* _DIRECTIONS FOR THIS TASK_: Transcribe each entry. Change nothing.

Collected data entries:
======
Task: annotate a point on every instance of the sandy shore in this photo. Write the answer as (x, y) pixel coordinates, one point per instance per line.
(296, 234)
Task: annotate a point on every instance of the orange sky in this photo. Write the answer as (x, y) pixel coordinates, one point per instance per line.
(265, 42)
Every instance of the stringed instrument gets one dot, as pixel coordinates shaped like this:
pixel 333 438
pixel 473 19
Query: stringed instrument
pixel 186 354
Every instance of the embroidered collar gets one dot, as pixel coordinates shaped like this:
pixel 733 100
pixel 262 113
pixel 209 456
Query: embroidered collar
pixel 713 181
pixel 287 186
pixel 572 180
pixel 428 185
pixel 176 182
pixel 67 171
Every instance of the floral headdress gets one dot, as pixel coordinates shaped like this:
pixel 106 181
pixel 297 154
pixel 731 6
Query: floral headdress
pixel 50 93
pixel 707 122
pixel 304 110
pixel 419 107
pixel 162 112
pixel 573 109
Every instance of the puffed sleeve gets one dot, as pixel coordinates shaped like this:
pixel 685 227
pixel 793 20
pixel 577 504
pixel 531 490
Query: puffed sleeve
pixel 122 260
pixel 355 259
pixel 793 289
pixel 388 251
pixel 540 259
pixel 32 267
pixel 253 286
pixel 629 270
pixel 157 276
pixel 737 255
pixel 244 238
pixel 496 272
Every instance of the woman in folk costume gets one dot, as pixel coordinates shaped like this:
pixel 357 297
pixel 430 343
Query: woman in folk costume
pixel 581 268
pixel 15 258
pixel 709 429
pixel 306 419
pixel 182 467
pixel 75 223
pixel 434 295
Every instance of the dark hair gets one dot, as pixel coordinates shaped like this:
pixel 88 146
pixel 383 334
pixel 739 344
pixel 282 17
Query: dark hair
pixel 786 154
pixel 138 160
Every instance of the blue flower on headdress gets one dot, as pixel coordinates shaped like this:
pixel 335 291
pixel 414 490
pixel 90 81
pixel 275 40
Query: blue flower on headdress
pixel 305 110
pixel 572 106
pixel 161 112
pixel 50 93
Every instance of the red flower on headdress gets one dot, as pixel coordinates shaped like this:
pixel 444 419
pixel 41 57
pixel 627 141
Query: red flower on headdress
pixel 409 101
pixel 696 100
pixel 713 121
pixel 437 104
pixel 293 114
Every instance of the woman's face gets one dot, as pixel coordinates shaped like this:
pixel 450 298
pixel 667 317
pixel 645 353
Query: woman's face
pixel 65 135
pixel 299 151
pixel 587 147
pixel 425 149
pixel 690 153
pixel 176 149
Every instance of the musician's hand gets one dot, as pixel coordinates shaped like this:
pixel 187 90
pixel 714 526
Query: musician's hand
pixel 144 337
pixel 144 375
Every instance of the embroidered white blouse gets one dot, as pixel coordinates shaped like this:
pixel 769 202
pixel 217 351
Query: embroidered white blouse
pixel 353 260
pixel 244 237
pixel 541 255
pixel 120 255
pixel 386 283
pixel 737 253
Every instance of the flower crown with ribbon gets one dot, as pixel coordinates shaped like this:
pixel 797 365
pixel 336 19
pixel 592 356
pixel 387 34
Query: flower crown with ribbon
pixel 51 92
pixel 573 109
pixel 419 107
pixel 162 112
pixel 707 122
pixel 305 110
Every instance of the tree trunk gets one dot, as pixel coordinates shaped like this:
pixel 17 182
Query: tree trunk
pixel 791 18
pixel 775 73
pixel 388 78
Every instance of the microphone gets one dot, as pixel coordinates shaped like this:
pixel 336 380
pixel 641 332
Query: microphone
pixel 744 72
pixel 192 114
======
* _ANSWER TO THE PROBLEM_:
Task: annotate a point on every instance of the sandy shore in this photo. Write the answer as (x, y) pixel coordinates, one point per instance per line.
(296, 234)
Task: annotate a point on every instance of the orange sky in this photo. Write the answer as (x, y) pixel coordinates, one point per instance per line.
(265, 42)
Every instance of the stringed instrument gets one dot, as pixel coordinates shaped like this:
pixel 333 438
pixel 473 19
Query: stringed instrument
pixel 186 354
Every instance of the embroidered collar gets one dot, as pixel coordinates shaped like this:
pixel 733 100
pixel 262 113
pixel 209 456
Query: embroidered collar
pixel 713 181
pixel 287 186
pixel 572 180
pixel 428 185
pixel 176 182
pixel 67 171
Every instance of the floral headdress gets one dot, as pixel coordinates shaped like this:
pixel 106 181
pixel 297 154
pixel 731 6
Query: floral headdress
pixel 50 93
pixel 707 122
pixel 304 110
pixel 419 107
pixel 162 112
pixel 573 109
Every instance of the puffed sleeve gets one dot, as pixel coordinates shaped like this:
pixel 685 227
pixel 793 20
pixel 577 504
pixel 531 490
Query: puffed sleeve
pixel 122 260
pixel 355 259
pixel 793 289
pixel 388 251
pixel 540 259
pixel 32 267
pixel 253 286
pixel 629 270
pixel 157 276
pixel 737 255
pixel 244 238
pixel 496 272
Every instance of the woman in folk costume gets one dot, as pixel coordinates shaped like this:
pixel 357 297
pixel 430 343
Query: woman in folk costume
pixel 581 268
pixel 15 258
pixel 709 429
pixel 306 419
pixel 182 467
pixel 75 223
pixel 434 295
Every instance of the dark hair gets one dot, as pixel coordinates shaped like this:
pixel 88 146
pixel 383 334
pixel 739 344
pixel 282 17
Query: dark hair
pixel 786 154
pixel 138 160
Every instance of the blue flower on headdress gets one dot, as pixel coordinates shaped like this:
pixel 335 291
pixel 414 490
pixel 90 81
pixel 275 40
Query: blue flower on headdress
pixel 305 110
pixel 572 106
pixel 161 112
pixel 50 93
Every instance of the red flower on headdress gets one dot, as pixel coordinates shaped like this:
pixel 444 419
pixel 41 57
pixel 627 141
Query: red flower on headdress
pixel 409 101
pixel 696 100
pixel 713 121
pixel 437 104
pixel 293 114
Every instance of the woman's face gets one dot, as pixel coordinates shaped like this:
pixel 450 298
pixel 667 317
pixel 645 353
Query: woman's face
pixel 65 135
pixel 299 151
pixel 587 147
pixel 425 149
pixel 690 153
pixel 176 149
Every instance of the musician's hand gets one dot, as pixel coordinates shaped like this:
pixel 187 90
pixel 714 526
Query: musician's hand
pixel 144 337
pixel 144 375
Every instance of the embroidered white blouse gets one dot, as pixel coordinates shaped like this:
pixel 769 202
pixel 217 351
Query: embroidered white blouse
pixel 353 260
pixel 244 237
pixel 541 255
pixel 120 255
pixel 386 283
pixel 737 253
Every instance of the flower crown with ribbon gets one dot, as pixel coordinates shaped like this:
pixel 797 365
pixel 336 19
pixel 592 356
pixel 387 34
Query: flower crown with ribbon
pixel 51 92
pixel 573 109
pixel 419 107
pixel 162 112
pixel 707 122
pixel 305 110
Every instance of the tree trunk gets one dot, as pixel coordinates shaped like this:
pixel 17 182
Query: tree trunk
pixel 791 18
pixel 775 73
pixel 388 78
Every instance of the microphone gets one dot, as pixel coordinates shaped like this:
pixel 336 380
pixel 641 332
Query: microphone
pixel 744 72
pixel 192 114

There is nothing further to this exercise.